Can you write out the stretch from the start of the rows through the line containing "[193,21,261,106]", keeping the labeling requests as they are but shifting every bounding-box coordinate up by 120? Leave the pictures out of your answer.
● ● ● ● ● ● ●
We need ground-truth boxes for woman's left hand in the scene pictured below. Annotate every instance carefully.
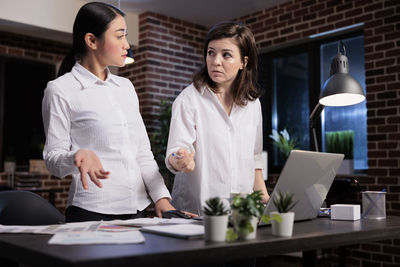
[155,198,198,218]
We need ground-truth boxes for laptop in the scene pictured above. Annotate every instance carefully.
[260,150,344,225]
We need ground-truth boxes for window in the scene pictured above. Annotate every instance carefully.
[259,32,368,172]
[320,36,368,170]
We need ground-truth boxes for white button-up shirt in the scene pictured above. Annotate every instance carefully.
[42,63,170,214]
[166,84,263,214]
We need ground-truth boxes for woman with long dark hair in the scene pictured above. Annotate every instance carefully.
[42,2,178,222]
[166,22,269,214]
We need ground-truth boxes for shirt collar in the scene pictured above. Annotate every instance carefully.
[71,62,120,89]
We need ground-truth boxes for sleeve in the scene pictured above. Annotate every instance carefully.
[254,99,264,169]
[165,97,196,174]
[135,94,171,203]
[42,82,78,178]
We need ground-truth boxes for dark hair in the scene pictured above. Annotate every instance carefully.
[57,2,125,77]
[193,21,261,106]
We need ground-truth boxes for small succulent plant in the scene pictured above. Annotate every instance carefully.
[272,192,298,213]
[203,197,228,216]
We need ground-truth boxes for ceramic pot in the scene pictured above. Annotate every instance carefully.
[270,211,294,236]
[204,215,228,242]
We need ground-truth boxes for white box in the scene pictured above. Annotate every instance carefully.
[331,204,360,221]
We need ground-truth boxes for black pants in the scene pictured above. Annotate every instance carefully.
[65,206,146,222]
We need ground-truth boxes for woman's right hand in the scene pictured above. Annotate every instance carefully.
[168,148,196,172]
[74,149,110,190]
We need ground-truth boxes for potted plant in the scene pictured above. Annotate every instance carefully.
[270,192,298,236]
[203,197,228,242]
[227,191,280,241]
[325,130,354,174]
[269,129,297,161]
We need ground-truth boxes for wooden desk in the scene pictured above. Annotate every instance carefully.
[16,187,64,207]
[0,217,400,267]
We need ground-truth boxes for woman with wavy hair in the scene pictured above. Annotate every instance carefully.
[166,22,269,214]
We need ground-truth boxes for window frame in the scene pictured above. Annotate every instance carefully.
[258,28,368,173]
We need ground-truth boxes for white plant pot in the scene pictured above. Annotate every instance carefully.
[270,211,294,236]
[337,159,354,174]
[204,215,228,242]
[232,213,258,240]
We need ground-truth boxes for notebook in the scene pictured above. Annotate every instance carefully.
[260,150,344,225]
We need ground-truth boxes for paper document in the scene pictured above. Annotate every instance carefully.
[140,224,204,239]
[0,222,101,234]
[49,231,144,245]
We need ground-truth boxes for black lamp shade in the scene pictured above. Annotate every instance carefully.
[319,44,365,107]
[319,73,365,107]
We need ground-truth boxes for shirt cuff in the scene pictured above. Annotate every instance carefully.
[149,186,172,203]
[165,152,180,174]
[254,154,265,169]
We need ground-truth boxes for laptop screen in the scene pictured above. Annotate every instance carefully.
[264,150,344,224]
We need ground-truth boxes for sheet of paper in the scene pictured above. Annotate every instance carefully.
[0,222,101,234]
[141,224,204,239]
[103,217,199,227]
[0,217,200,234]
[49,231,145,245]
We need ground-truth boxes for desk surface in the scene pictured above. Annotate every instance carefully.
[0,217,400,267]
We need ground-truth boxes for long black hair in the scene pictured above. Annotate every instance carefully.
[57,2,125,77]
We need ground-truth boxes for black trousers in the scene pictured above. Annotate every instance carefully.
[65,206,146,222]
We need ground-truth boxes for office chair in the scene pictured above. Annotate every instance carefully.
[0,190,65,225]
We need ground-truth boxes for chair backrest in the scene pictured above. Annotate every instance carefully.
[0,190,65,225]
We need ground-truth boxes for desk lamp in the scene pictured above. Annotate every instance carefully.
[310,41,365,151]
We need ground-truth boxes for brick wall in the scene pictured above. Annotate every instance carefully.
[0,0,400,266]
[234,0,400,266]
[120,12,206,132]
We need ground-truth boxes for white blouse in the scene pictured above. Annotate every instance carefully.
[165,84,263,214]
[42,63,170,214]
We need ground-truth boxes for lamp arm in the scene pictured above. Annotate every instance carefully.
[310,102,325,152]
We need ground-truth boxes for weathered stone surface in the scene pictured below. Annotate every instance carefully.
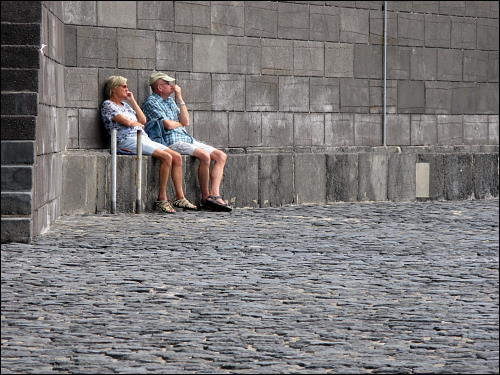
[326,153,358,203]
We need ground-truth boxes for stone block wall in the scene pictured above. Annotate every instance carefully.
[2,1,499,241]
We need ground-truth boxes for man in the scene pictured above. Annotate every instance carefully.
[142,72,232,211]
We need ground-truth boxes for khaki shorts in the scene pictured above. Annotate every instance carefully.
[168,141,215,155]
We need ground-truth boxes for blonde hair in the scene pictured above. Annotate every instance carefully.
[104,76,127,99]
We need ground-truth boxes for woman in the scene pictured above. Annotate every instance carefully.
[101,76,197,213]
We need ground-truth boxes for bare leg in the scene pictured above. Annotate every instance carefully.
[165,149,185,199]
[210,150,227,203]
[153,150,172,201]
[192,148,210,200]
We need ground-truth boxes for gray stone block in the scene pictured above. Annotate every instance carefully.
[262,112,293,147]
[259,154,295,207]
[358,152,389,201]
[227,37,262,74]
[212,74,245,111]
[0,113,36,140]
[439,1,466,16]
[354,113,382,146]
[293,113,325,146]
[326,153,359,203]
[477,18,498,51]
[309,5,340,42]
[118,29,156,70]
[309,77,340,112]
[176,73,212,111]
[488,115,498,145]
[370,10,398,46]
[211,1,245,36]
[244,1,278,38]
[411,115,437,146]
[193,35,228,73]
[174,1,210,34]
[1,217,32,243]
[398,81,425,113]
[156,32,193,71]
[465,1,498,18]
[64,68,99,108]
[412,1,440,14]
[354,44,382,79]
[2,192,32,214]
[437,49,463,81]
[451,82,478,115]
[340,8,370,43]
[463,115,489,145]
[221,155,259,207]
[293,40,325,77]
[2,165,33,192]
[325,43,354,77]
[437,115,463,145]
[386,115,411,146]
[369,80,398,113]
[2,92,38,116]
[398,13,425,46]
[443,154,474,200]
[245,76,278,111]
[410,48,437,83]
[63,1,97,25]
[387,153,417,201]
[64,25,77,66]
[97,1,137,29]
[78,109,109,149]
[76,26,116,67]
[475,83,498,114]
[472,154,498,199]
[450,17,476,49]
[193,111,229,147]
[2,45,41,69]
[340,78,370,113]
[386,46,410,79]
[488,51,498,82]
[2,141,35,165]
[294,154,326,204]
[325,113,355,146]
[278,2,309,40]
[278,77,309,112]
[261,39,293,75]
[425,81,453,114]
[463,51,489,82]
[137,1,174,31]
[425,14,451,48]
[229,112,262,147]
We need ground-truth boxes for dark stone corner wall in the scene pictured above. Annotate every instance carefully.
[1,1,499,242]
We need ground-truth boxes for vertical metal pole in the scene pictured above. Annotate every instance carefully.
[135,130,142,214]
[111,129,116,214]
[383,1,387,146]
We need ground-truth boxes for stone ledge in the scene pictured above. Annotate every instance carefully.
[61,146,498,215]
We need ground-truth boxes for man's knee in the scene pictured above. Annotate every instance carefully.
[210,150,227,164]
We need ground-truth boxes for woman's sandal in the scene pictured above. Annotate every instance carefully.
[204,195,233,212]
[155,201,176,214]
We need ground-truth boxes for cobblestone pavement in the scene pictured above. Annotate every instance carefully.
[1,199,499,374]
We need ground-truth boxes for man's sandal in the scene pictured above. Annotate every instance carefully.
[172,198,198,210]
[155,201,176,214]
[204,195,233,212]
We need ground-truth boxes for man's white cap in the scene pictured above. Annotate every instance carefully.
[149,72,175,85]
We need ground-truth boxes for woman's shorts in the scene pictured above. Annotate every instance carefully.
[168,141,215,155]
[118,132,168,155]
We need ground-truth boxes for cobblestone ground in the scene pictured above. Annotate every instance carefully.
[1,199,499,374]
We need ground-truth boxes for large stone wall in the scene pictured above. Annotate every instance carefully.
[2,1,499,242]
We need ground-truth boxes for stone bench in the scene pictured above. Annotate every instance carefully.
[61,145,498,215]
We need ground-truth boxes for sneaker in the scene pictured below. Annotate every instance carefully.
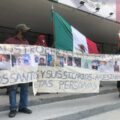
[18,108,32,114]
[9,110,17,118]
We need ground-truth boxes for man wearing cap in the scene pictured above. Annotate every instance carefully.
[4,24,32,117]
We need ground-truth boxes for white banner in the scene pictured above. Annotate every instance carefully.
[0,44,120,94]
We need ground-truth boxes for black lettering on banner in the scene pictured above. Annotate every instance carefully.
[2,74,9,84]
[9,73,17,83]
[40,70,45,78]
[55,70,62,78]
[46,70,52,78]
[30,47,36,54]
[62,71,67,79]
[36,46,45,54]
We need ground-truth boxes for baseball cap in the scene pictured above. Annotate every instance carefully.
[16,24,31,31]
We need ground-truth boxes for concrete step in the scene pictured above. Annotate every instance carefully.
[0,93,120,120]
[0,83,117,111]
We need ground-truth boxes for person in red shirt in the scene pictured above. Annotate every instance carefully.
[4,24,32,117]
[35,34,47,47]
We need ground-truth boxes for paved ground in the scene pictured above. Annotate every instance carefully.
[0,93,120,120]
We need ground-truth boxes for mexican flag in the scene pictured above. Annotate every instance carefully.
[53,11,98,53]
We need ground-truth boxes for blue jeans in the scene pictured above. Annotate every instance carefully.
[9,83,29,110]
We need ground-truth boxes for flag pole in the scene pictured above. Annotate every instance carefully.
[51,3,55,48]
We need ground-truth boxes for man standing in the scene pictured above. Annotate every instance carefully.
[4,24,32,117]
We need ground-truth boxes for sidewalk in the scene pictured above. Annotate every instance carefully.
[0,82,118,111]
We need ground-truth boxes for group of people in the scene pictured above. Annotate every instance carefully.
[4,24,47,117]
[1,24,120,117]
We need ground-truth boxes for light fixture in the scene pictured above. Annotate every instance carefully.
[107,12,114,18]
[80,1,85,6]
[93,7,100,13]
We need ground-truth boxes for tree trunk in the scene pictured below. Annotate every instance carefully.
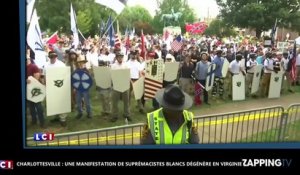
[256,29,262,38]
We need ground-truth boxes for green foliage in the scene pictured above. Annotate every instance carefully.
[118,6,153,34]
[152,0,196,33]
[35,0,115,36]
[204,19,237,37]
[216,0,300,37]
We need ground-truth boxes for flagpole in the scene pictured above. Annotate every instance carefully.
[77,29,86,40]
[101,15,119,38]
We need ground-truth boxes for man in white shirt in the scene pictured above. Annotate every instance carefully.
[110,52,131,122]
[261,52,274,97]
[246,53,257,96]
[228,54,246,97]
[280,52,294,93]
[86,46,99,69]
[296,48,300,86]
[44,51,67,127]
[127,52,145,114]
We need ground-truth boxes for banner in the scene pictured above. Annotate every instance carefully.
[185,22,208,34]
[46,67,71,116]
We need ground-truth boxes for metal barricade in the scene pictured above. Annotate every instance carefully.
[195,106,284,143]
[26,104,300,147]
[280,103,300,142]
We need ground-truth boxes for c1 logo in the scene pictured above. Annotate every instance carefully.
[33,133,54,141]
[0,160,14,170]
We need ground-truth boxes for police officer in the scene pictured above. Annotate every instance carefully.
[141,84,199,144]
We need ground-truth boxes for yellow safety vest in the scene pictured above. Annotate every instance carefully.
[147,108,194,144]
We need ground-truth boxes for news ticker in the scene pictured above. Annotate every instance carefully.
[0,159,292,169]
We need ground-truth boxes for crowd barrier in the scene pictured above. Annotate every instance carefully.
[26,103,300,147]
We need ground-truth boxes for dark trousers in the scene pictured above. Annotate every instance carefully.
[199,80,208,103]
[28,101,45,125]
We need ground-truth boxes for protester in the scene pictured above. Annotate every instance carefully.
[141,85,199,144]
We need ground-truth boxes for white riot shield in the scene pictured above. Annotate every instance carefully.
[232,73,245,101]
[110,69,130,92]
[93,67,111,89]
[46,67,71,116]
[268,71,283,98]
[132,77,145,100]
[205,64,216,91]
[164,62,179,81]
[27,76,46,103]
[251,64,263,94]
[222,59,229,78]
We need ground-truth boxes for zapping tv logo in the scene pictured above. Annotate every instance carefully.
[0,160,14,170]
[242,159,292,167]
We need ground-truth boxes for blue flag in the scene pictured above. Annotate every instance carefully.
[108,16,115,47]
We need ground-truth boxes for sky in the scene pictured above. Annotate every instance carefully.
[127,0,219,19]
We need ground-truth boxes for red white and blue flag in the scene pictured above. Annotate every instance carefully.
[290,41,297,82]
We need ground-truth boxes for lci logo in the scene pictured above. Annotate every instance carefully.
[33,133,54,141]
[0,160,14,170]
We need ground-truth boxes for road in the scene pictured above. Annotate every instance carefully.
[27,93,300,146]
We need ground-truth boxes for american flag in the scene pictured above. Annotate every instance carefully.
[115,34,121,48]
[171,35,183,52]
[290,41,297,82]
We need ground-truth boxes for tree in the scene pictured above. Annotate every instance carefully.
[204,18,237,38]
[35,0,110,35]
[118,6,153,33]
[216,0,300,38]
[153,0,196,33]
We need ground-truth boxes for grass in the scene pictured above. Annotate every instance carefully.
[238,121,300,143]
[26,78,300,137]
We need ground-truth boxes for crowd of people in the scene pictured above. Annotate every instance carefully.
[27,32,300,128]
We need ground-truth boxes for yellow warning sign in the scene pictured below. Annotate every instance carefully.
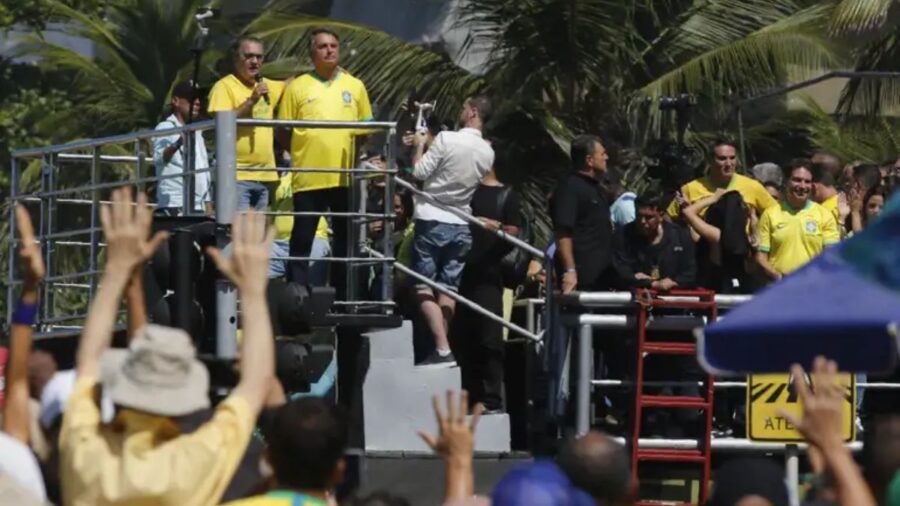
● ● ● ● ● ● ●
## COMPLETE RESPONSE:
We need ground-truth boxes for woman's left hand in the scene pictured below. Annotate every instance carefully.
[275,318,318,338]
We need ground-truth boxes for laptop in the scene pictured above. Annotate every instance carefully.
[380,270,464,345]
We need ground-truth boxes for window in the scene pictured above. Annotate every instance carefully.
[379,152,488,292]
[440,156,488,290]
We need ground-truth boxes for white button-up shirt in the scene pictured above. Annotate every instance carefully.
[162,183,290,334]
[286,204,383,334]
We need ground-truth boxes for woman with long dark hair in the scene pictured above. Annotate every instance carefully.
[162,122,298,342]
[286,142,389,334]
We need ground-truth boxes for shirt collar in the scene pictured above. Annotate every instance carefully.
[191,182,240,209]
We need ground-truth boxes for sleeve in the scene pictured above. Annotate every instance carefully.
[374,219,384,289]
[285,217,316,294]
[255,214,291,323]
[162,202,198,298]
We need ground-truth boxes for dark hair in the scene pictured above. Annotate every instance carefully.
[177,122,245,197]
[313,141,381,226]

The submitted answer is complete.